Kelly Kelly, Torrie Wilson, Stacy Keibler


----------



## Victor Chaos (Mar 13, 2012)

Push - Torrie Wilson
Turn - Stacy Keibler
Fire - Kelly Kelly

The Disco Inferno, Santino Marella, Bo Dallas


----------



## deadcool (May 4, 2006)

Katie McGrath said:


> Push - Torrie Wilson
> Turn - Stacy Keibler
> Fire - Kelly Kelly
> 
> The Disco Inferno, Santino Marella, Bo Dallas


Man, you are mean spirited.

Push: Santino Marella
Turn: Bo Dallas
Fire: Disco Inferno

Edge, Alberto Del Rio, Roman Reigns


----------



## Dolorian (Oct 5, 2015)

Push: Roman Reigns
Turn: Edge
Fire: El Perro

Trish, Lita, Victoria


----------



## The Phantom (Jan 12, 2018)

Push Lita
Turn Trish 
Fire Victoria

GOAT Papa Shango, Hulk Hogan, The Honky Tonk Man


----------



## MrJamesJepsan (Mar 31, 2013)

Push - Hulk Hogan
Turn - Honky Tonk Man
Fire - Papa Shango

Kurt Angle, Rikishi, Chris Jericho


----------



## DammitChrist (Apr 3, 2016)

Push: Chris Jericho
Turn: Kurt Angle
Fire: Rikishi

Alexa Bliss, Carmella, Charlotte Flair


----------



## The Phantom (Jan 12, 2018)

Push Charlotte Flair
Turn Alexa Bliss
Fire Camella out of a cannon, into a brick wall. 

Io Shirai, Kairi Sane, Sasha Banks


----------



## The Sheik (Jul 10, 2017)

Push: Kairi Sane
Turn: Io Shirai
Fire: Sasha Banks

Randy Orton, Triple H, AJ Styles.


----------



## DammitChrist (Apr 3, 2016)

Push: AJ Styles
Turn: Randy Orton
Fire: Triple H (nothing against him)

Bobby Lashley, Christian, MVP


----------



## Victor Chaos (Mar 13, 2012)

Push - MVP
Turn - Christian
Fire - Bobby Lashley

The Two Man Power Trip, The Rock n Sock Connection, The Outsiders


----------



## The Phantom (Jan 12, 2018)

Push The Rock 'n' Sock Connection
Turn The Two-Man Power Trip
Fire The Outsiders

The Orient Express, The Bushwhackers, The Smoking Gunns


----------



## MrJamesJepsan (Mar 31, 2013)

Push - The Bushwackers
Turn - The Orient Express
Fire - The Smoking Gunns

Rey Mysterio, John Morrison, RVD


----------



## nyelator (Oct 3, 2016)

Push -Rey
Turn-RVD
Fire-Morrison (sorry John)


----------



## The Phantom (Jan 12, 2018)

nyelator said:


> Push -Rey
> Turn-RVD
> Fire-Morrison (sorry John)


You have to pick 3 more.


----------



## The Phantom (Jan 12, 2018)

RECORDED INFORMATION:
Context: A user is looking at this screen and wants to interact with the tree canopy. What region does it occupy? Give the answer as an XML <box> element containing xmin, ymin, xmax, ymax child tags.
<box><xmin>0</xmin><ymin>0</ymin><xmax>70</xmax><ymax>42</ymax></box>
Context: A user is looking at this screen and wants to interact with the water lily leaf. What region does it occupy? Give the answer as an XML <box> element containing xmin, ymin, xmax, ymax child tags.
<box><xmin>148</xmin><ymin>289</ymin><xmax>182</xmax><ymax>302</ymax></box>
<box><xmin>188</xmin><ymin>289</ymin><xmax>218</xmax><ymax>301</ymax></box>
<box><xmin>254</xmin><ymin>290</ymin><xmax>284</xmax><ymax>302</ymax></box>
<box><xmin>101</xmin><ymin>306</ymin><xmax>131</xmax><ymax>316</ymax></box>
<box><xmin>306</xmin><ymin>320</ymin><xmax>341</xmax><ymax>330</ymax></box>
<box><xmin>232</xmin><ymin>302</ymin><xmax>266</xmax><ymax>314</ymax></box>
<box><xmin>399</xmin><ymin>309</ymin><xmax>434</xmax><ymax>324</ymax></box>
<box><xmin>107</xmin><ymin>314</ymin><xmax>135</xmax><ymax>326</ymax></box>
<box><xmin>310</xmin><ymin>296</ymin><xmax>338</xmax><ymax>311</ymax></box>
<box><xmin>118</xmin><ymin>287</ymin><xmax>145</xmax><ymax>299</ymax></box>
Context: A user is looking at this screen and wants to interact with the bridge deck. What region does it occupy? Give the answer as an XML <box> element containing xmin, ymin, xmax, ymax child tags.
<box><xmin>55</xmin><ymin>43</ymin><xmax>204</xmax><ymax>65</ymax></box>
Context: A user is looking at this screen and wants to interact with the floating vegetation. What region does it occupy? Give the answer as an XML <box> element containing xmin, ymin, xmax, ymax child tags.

TASK REQUIREMENTS: Pull out the passage of the forum thread starting with "Alexa Bliss, Carmella, Charlotte" and going on through "a brick wall.", copying it word for word. Draw only on the forum thread, not on the lines.

OUTPUT FOR THIS EXERCISE:
Alexa Bliss, Carmella, Charlotte Flair


----------



## The Phantom (Jan 12, 2018)

Push Charlotte Flair
Turn Alexa Bliss
Fire Camella out of a cannon, into a brick wall.